>> START Document extract

Yet within a geologically brief interval, these seemingly stable ecosystems faltered. Clay-rich sediments invaded clear-water platforms, reef communities collapsed in multiple pulses, ammonoid assemblages shifted abruptly, and lagoonal environments swung between stress and recovery. This was the marine expression of the CPE – a volcanically triggered climate episode whose hydrological surges transformed the chemistry, clarity and oxygenation of shallow seas.

The CPE represents one of the most dramatic interruptions to Mesozoic carbonate deposition before the end-Triassic crisis. Understanding what happened on these submerged platforms provides crucial insight into how reefs respond to climatic shocks, and how coral-dominated ecosystems ultimately took their place.

The Middle Triassic carbonate world

Before the onset of the CPE, much of the western Tethys margin supported broad, laterally extensive carbonate platforms with minimal siliciclastic input. These platforms hosted communities dominated not by corals, but by:

• sponges (including demosponges and calcisponges);
• microbial crusts and mats;
• tubiphytes (extinct enigmatic reef-building fossil organisms) and other encrusting organisms;
• small shelly biotas; and
• cryptic reef organisms occupying cavities and sheltered spaces.

This dominance reflected the long recovery from the end-Permian extinction, which had removed most Palaeozoic reef-builders. By the early Carnian, reefs were stabilising, but still relied on clear, low-nutrient, well-lit water. Any disruption to water clarity or chemistry could have immediate and severe consequences.

Sedimentary fingerprints of a crisis

The hallmark of the CPE in marine settings is the presence of marl-limestone alternations – rhythmic successions of fine-grained siliciclastics interrupting once-pure carbonate beds.

These alternations are especially clear in the Dolomites, Slovenia and the Austrian Alps.

During the humid pulses of the CPE, intensified monsoonal rainfall over Pangaea triggered enormous sediment influx from nearby landmasses. Rivers delivered clay, silt and dissolved ions to the western Tethys at far higher rates than usual. The result was:

• temporary suffocation of carbonate producers;
• reduced water clarity;
• enhanced nutrient input;
• intermittent dysoxia (that is, low dissolved oxygen in bottom waters or pore waters, but not totally anoxic) in restricted basins; and
• repeated suppression of reef growth.

>> END Document extract
>> START Dataset entries

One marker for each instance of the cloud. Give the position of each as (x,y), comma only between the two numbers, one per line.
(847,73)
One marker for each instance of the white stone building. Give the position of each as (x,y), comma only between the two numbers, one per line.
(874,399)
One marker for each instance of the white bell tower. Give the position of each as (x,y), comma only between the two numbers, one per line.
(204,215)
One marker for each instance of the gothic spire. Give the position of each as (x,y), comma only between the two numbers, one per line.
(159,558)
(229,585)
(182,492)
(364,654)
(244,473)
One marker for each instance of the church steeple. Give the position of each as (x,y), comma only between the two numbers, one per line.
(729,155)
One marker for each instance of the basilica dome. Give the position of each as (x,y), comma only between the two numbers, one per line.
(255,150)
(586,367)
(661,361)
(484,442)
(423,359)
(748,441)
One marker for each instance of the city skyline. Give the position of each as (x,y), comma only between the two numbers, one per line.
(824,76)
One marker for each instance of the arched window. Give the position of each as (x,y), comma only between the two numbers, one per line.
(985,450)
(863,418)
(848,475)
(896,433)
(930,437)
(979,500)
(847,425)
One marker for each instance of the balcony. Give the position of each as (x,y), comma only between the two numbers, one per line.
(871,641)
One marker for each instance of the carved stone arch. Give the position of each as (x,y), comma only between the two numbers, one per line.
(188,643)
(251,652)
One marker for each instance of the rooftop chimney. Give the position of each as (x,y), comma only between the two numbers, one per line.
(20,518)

>> END Dataset entries
>> START Dataset entries

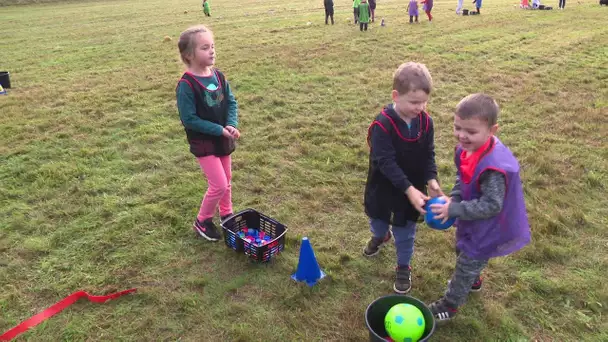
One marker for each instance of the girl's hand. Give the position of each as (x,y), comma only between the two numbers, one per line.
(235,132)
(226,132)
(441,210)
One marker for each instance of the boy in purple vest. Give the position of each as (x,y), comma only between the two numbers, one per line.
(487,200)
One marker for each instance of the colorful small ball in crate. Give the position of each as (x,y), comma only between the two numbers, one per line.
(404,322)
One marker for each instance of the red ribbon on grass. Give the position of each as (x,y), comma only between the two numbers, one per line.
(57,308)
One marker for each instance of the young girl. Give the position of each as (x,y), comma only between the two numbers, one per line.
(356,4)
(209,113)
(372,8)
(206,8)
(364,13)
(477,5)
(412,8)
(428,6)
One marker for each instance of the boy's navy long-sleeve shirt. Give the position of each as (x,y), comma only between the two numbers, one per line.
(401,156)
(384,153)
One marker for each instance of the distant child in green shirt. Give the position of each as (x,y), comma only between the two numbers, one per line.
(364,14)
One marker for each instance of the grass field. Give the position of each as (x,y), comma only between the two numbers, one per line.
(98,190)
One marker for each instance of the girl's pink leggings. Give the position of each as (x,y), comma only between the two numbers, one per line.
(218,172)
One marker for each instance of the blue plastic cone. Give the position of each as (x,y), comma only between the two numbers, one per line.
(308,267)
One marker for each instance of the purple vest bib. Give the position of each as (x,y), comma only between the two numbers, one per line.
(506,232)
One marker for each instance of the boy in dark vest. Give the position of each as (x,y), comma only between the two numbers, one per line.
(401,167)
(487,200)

>> END Dataset entries

### Stated exercise A
In the CPE passage, answer each of the following:
(i) In which regions are the marl-limestone alternations especially clear?
(ii) Which extinction had removed most Palaeozoic reef-builders?
(iii) What triggered the enormous sediment influx during the humid pulses?
### Stated exercise B
Can you sum up the CPE passage in two sentences?

### Exercise output A
(i) The Dolomites, Slovenia and the Austrian Alps.
(ii) The end-Permian extinction.
(iii) Intensified monsoonal rainfall over Pangaea.

### Exercise output B
The CPE, a volcanically triggered climate episode, disrupted the western Tethys carbonate platforms, whose reefs were dominated by sponges, microbial crusts and other non-coral organisms and depended on clear, low-nutrient, well-lit water. During its humid pulses, monsoonal rainfall drove heavy sediment influx that left marl-limestone alternations, reduced water clarity, added nutrients, caused intermittent dysoxia and repeatedly suppressed reef growth.